> _YOUR INSTRUCTIONS_
Can you convert all the lines below into a Markdown table with the columns "No." and "Text", giving each line its own numbered row, skipping blank lines, and leaving the pictures out?

> _MATERIAL TO PROCESS_
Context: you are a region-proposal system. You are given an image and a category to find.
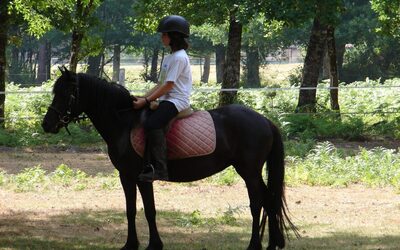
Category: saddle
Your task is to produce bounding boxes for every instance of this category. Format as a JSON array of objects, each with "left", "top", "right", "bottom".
[{"left": 131, "top": 110, "right": 216, "bottom": 160}]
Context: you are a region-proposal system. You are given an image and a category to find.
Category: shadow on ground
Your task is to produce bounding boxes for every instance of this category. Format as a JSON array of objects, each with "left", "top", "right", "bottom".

> _TASK ANSWER_
| No. | Text |
|---|---|
| 1 | Context: you are a region-proposal system. You are given an image and a category to find. |
| 2 | Category: saddle |
| 3 | Your task is to produce bounding boxes for every instance of this category. Format as a JSON array of objects, each with "left", "top", "right", "bottom". |
| 4 | [{"left": 131, "top": 110, "right": 216, "bottom": 160}] |
| 5 | Context: you are a region-proposal system. You are given an image and a category to find. |
| 6 | Category: shadow on ground |
| 7 | Your task is to produce bounding boxes for every instance of this category. Format as a JSON array of objects, each with "left", "top", "right", "bottom". |